### WHAT YOU SHOULD DO
Can you express the data, everything from the line containing "point: firewood stack" down to the end, as a two-column CSV with the columns entry and reply? Give each entry one row, with its text under entry and its answer under reply, each in one quoted field with line breaks turned into spaces.

** Begin RECORDS SUPPLIED **

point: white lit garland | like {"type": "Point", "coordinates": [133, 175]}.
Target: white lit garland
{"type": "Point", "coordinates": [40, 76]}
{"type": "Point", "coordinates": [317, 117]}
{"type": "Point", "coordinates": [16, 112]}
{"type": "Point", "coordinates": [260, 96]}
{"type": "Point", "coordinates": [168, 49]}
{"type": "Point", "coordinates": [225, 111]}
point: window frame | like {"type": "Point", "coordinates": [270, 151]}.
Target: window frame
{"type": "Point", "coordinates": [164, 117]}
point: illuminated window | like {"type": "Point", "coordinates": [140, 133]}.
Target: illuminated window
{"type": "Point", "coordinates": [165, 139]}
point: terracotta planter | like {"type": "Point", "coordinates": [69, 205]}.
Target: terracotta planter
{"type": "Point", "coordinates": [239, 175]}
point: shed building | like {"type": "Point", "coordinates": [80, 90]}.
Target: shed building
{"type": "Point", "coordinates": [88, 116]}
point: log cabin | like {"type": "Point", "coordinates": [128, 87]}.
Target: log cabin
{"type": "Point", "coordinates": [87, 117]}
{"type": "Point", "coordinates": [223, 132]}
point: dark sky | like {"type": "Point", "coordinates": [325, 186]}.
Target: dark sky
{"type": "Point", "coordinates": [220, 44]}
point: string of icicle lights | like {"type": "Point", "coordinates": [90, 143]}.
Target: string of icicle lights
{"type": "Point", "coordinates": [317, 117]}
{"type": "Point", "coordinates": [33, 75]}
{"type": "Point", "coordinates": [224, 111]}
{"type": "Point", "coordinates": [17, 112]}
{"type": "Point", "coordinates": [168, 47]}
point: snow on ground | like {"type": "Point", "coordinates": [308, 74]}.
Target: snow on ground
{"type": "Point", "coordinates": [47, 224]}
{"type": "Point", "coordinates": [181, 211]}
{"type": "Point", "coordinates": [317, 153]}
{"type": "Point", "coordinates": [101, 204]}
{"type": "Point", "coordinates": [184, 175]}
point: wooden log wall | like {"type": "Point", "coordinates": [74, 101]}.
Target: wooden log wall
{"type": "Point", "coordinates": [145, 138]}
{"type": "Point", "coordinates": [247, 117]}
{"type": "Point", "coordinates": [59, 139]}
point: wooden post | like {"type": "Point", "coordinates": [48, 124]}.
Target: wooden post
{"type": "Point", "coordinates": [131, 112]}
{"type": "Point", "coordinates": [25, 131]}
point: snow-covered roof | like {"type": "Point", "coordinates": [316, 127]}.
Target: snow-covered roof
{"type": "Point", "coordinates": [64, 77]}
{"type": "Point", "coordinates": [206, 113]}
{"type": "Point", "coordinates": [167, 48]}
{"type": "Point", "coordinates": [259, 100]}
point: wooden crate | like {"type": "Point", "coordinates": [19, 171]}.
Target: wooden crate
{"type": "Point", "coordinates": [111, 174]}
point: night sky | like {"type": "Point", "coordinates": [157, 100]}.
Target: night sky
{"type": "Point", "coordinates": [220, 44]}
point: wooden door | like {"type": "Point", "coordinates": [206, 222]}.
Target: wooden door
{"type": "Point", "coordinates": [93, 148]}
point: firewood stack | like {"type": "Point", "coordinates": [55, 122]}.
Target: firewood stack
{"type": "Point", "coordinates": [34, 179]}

** End RECORDS SUPPLIED **

### PROBLEM SOLUTION
entry,reply
"point: firewood stack | like {""type"": ""Point"", ""coordinates"": [55, 122]}. Target: firewood stack","{""type"": ""Point"", ""coordinates"": [34, 179]}"